*WHAT THE TASK REQUIRES*. Retype the lines below without any change, starting at the line that contains "One keypoint belongs on each instance. Indicate the tree canopy" and ending at the line that contains "(1369, 182)", with both of those lines included.

*DATA FOR THIS EXERCISE*.
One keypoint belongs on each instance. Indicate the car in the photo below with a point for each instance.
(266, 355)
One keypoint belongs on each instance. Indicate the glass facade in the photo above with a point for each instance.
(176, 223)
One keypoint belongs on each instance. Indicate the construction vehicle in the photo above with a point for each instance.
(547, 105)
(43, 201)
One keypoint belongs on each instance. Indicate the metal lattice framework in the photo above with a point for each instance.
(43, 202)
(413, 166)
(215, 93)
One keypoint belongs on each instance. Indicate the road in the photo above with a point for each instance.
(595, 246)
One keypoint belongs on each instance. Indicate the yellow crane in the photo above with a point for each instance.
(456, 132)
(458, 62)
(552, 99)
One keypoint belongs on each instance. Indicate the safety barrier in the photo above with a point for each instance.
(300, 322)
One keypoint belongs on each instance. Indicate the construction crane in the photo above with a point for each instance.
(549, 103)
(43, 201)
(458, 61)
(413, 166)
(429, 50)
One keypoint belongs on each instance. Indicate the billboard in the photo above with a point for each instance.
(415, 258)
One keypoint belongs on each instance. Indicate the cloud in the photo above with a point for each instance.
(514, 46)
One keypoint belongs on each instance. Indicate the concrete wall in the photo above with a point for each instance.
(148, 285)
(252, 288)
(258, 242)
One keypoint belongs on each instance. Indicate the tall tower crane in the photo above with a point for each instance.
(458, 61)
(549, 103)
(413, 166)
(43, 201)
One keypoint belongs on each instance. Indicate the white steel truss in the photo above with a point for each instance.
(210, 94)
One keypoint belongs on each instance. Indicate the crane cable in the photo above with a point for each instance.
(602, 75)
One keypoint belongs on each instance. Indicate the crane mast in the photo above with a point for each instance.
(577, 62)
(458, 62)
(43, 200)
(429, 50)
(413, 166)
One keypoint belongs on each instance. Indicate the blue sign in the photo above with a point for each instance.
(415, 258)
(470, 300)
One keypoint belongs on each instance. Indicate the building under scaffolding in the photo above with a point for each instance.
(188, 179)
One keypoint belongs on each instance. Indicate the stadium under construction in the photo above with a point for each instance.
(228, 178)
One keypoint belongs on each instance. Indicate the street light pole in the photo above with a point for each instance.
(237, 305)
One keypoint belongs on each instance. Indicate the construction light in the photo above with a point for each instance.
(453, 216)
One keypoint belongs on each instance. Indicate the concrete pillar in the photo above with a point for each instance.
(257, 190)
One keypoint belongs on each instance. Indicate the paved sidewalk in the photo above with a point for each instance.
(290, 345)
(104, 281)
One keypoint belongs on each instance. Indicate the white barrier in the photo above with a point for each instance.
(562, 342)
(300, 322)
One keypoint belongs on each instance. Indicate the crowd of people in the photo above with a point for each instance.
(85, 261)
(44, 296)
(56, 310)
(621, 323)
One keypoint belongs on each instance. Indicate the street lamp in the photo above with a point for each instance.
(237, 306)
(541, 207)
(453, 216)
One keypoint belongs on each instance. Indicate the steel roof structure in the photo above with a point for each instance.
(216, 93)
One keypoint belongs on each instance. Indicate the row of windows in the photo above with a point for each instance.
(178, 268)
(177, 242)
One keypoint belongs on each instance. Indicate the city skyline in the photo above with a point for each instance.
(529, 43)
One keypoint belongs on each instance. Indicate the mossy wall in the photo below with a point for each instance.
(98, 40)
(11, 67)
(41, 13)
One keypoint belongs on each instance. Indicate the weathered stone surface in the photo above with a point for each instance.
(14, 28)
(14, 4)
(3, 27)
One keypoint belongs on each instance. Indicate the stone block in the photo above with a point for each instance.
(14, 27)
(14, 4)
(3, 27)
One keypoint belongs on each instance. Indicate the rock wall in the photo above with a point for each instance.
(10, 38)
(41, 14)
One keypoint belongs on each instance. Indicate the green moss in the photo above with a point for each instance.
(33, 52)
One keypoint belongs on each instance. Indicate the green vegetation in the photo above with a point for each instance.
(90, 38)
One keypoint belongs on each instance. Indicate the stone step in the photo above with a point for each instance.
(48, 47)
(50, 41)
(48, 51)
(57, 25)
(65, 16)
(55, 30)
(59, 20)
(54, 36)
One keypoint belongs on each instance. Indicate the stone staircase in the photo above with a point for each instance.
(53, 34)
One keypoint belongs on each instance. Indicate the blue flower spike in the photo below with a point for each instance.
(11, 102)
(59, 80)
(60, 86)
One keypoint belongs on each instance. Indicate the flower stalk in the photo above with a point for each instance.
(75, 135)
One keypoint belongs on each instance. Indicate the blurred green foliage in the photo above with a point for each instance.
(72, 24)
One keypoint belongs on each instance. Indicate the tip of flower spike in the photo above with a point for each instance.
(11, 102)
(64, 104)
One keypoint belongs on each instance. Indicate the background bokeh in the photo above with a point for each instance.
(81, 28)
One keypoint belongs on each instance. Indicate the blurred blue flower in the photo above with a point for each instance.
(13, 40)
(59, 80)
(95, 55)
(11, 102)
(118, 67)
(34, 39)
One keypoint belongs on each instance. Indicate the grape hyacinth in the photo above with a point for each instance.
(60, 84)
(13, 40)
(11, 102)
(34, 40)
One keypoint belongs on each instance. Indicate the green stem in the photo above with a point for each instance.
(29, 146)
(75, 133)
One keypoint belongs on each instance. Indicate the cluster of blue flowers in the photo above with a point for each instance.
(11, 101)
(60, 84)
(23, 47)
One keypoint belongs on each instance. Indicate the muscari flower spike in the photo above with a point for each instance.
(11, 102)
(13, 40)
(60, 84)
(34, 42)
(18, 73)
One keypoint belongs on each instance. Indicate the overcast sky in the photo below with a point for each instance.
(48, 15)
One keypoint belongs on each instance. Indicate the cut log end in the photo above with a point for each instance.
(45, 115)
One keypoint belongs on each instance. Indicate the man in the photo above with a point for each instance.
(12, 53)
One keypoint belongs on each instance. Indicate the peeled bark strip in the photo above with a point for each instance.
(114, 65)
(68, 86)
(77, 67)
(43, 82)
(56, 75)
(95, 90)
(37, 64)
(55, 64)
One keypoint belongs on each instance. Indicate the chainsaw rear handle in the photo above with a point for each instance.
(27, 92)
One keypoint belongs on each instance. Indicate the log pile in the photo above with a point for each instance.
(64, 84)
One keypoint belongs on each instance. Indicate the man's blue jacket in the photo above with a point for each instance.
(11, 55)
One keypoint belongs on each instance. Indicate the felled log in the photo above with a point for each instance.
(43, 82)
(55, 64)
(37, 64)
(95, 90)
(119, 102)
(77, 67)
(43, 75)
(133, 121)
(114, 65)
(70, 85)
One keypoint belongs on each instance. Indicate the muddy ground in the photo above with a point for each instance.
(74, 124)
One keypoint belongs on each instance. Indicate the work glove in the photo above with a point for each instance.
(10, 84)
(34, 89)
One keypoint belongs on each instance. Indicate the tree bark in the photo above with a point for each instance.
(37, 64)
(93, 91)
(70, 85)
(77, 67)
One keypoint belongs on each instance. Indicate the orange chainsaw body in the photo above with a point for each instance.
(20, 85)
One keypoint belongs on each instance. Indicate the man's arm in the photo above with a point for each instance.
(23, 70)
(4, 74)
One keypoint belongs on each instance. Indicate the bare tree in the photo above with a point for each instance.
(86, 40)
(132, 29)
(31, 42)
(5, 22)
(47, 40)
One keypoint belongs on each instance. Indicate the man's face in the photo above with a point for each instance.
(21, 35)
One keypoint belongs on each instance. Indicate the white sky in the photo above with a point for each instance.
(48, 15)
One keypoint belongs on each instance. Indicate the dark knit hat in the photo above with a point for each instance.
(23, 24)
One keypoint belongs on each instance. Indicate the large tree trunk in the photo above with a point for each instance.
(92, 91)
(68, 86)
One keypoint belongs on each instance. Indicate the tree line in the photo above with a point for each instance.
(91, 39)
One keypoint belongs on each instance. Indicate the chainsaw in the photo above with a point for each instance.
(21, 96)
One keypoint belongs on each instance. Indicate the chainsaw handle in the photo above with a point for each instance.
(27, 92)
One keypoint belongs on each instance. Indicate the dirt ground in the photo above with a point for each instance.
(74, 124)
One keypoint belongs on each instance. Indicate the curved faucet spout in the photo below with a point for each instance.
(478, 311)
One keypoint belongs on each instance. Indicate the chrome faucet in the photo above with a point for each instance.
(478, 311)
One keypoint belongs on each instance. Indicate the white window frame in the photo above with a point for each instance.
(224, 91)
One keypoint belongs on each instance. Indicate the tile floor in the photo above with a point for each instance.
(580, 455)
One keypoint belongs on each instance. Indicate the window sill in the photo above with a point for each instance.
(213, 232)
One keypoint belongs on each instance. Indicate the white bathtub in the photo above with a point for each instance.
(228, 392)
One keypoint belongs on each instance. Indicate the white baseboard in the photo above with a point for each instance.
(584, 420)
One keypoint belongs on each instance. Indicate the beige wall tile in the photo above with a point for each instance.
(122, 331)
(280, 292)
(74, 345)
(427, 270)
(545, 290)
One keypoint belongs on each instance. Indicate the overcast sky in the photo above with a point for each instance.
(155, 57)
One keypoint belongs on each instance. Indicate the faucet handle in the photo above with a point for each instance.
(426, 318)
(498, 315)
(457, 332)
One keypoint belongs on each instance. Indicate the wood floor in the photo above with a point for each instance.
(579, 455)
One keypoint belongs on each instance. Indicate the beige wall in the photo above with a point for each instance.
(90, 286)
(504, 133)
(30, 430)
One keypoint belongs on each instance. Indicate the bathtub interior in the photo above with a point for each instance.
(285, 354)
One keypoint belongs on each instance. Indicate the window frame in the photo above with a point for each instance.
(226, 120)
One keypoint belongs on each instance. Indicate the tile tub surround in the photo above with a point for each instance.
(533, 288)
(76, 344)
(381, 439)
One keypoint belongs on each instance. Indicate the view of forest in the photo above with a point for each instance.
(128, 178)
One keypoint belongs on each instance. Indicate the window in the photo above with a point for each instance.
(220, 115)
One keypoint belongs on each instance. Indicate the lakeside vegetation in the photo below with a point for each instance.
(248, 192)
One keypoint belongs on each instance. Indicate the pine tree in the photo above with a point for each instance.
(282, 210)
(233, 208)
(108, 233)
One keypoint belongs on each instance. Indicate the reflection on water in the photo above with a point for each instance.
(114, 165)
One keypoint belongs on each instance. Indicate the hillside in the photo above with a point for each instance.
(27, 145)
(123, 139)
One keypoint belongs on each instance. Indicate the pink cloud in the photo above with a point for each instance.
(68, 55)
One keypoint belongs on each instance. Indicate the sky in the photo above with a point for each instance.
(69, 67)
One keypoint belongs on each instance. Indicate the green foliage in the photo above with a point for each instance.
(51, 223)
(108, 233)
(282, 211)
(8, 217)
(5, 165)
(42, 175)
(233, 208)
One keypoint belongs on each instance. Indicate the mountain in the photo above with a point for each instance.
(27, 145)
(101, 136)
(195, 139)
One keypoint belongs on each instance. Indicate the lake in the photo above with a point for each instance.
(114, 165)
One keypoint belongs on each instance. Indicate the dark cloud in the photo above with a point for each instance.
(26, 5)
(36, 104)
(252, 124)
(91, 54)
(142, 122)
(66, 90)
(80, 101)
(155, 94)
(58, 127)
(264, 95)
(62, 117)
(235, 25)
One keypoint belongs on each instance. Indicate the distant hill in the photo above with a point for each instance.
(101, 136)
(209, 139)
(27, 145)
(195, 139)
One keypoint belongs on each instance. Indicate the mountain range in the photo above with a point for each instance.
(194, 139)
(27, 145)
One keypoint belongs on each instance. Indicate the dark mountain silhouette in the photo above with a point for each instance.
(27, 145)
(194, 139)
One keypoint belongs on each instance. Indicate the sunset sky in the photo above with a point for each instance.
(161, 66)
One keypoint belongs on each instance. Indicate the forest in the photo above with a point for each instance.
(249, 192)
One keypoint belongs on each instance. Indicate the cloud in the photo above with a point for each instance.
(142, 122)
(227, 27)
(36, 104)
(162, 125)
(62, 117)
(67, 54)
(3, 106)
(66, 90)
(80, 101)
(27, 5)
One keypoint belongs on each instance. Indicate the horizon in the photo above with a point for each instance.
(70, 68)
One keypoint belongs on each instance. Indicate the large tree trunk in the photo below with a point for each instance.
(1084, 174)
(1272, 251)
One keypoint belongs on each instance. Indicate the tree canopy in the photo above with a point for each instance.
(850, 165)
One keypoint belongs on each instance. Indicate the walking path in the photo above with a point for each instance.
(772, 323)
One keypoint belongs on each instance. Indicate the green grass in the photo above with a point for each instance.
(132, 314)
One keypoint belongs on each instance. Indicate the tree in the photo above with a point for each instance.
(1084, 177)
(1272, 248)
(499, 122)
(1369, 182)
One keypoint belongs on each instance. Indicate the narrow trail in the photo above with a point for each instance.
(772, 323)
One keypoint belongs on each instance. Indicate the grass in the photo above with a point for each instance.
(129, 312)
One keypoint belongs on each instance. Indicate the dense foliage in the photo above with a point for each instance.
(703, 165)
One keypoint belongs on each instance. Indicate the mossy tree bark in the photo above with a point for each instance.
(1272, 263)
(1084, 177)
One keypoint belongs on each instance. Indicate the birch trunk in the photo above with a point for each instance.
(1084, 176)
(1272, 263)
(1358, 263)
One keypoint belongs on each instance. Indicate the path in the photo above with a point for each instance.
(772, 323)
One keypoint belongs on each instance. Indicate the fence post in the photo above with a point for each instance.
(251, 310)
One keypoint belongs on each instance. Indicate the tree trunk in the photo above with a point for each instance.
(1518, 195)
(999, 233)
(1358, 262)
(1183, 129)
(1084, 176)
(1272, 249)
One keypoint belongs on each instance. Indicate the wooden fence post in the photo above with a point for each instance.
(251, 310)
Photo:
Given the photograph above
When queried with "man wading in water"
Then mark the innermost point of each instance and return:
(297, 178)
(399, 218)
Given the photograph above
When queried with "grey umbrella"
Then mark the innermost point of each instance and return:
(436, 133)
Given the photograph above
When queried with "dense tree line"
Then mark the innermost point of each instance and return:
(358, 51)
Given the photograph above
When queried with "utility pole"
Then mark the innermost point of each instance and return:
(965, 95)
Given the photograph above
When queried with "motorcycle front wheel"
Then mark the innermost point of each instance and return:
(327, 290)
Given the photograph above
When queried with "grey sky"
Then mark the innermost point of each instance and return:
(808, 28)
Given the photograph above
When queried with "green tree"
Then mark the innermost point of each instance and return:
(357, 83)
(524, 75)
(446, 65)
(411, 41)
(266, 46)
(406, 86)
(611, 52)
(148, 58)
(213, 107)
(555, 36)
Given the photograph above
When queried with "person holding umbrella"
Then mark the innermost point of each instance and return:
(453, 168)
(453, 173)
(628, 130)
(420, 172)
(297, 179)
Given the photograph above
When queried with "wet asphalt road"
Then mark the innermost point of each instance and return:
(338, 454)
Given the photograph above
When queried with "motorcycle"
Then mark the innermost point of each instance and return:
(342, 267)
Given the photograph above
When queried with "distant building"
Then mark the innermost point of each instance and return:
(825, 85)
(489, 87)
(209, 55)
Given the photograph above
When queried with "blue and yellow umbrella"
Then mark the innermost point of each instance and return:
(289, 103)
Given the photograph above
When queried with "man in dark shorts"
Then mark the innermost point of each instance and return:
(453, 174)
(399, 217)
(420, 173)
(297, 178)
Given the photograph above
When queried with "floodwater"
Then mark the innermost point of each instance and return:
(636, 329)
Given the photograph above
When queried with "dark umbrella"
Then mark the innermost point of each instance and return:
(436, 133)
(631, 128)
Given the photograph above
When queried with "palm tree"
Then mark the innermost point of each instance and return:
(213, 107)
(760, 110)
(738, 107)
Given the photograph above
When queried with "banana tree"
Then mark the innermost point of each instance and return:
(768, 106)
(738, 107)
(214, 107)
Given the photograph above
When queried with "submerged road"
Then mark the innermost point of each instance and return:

*RESPONSE TO THIS EXERCISE*.
One keypoint belongs on each instance. Indicate the tree canopy in the photo above with a point for each instance.
(850, 165)
One keypoint belongs on each instance. Indicate the walking path in the photo above with a point for each instance.
(772, 323)
One keypoint belongs on each instance. Indicate the green grass in the photo above with a point for each instance.
(132, 314)
One keypoint belongs on each instance. Indicate the tree in the photo above with a point for each instance.
(1084, 177)
(1272, 248)
(499, 122)
(1369, 182)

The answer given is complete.